| Supplied text |
▶
Lori B. Feldman-Winter, MD, MPH; Richard J. Schanler, MD; Karen G. O’Connor, BS; Ruth A. Lawrence, MD
Arch Pediatr Adolesc Med. 2008;162(12):1142-1149.
Objectives To survey pediatricians on their breastfeeding knowledge, attitudes, and practices and to compare these results with those of a 1995 study.
Design Cross-sectional follow-up survey.
Setting The Periodic Survey of Fellows survey conducted by the American Academy of Pediatrics.
Participants The survey was completed by 875 pediatrician members of the American Academy of Pediatrics from November 1, 2003, through May 21, 2004.
Main Outcome Measures Pediatricians’ recommendations on management, opinions about the benefits and promotion of breastfeeding, and relationship to personal breastfeeding experience were compared with the results of the 1995 survey.
◀
| Recorded data |
▶
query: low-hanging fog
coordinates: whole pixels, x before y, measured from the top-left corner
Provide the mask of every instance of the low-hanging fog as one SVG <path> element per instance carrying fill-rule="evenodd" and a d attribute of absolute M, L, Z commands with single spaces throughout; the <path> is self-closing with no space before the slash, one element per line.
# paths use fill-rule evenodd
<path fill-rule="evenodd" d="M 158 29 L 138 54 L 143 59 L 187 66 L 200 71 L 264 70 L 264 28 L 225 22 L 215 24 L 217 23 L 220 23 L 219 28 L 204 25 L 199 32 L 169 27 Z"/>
◀
| Goal of the exercise |
Resume the abstract of the pediatrician breastfeeding survey, picking up after its last sentence.

| Solved problem |
Results Compared with the results of the 1995 survey, in 2004, pediatricians were less likely to believe that the benefits of breastfeeding outweigh the difficulties or inconvenience (adjusted odds ratio, 0.60; 95% confidence interval, 0.47-0.76), and fewer believed that almost all mothers are able to succeed. More pediatricians in 2004 reported reasons to recommend against breastfeeding. Pediatricians in 2004 were more likely to recommend exclusive breastfeeding (adjusted odds ratio, 1.55; 95% confidence interval, 1.23-1.94) and follow supportive hospital policies. Respondents with personal breastfeeding experience were 2.3 times more likely to recommend supportive policies (adjusted odds ratio, 2.3; 95% confidence interval,1.74-3.08) in 2004 than in 1995. Those with no personal breastfeeding experience were also slightly more likely in 2004 to recommend these policies (adjusted odds ratio, 1.49; 95% confidence interval, 1.09-2.03).
Conclusions Although pediatricians seem better prepared to support breastfeeding, their attitudes and commitment have deteriorated. Personal experience mitigates poor attitudes and seems to enhance breastfeeding practices among those surveyed.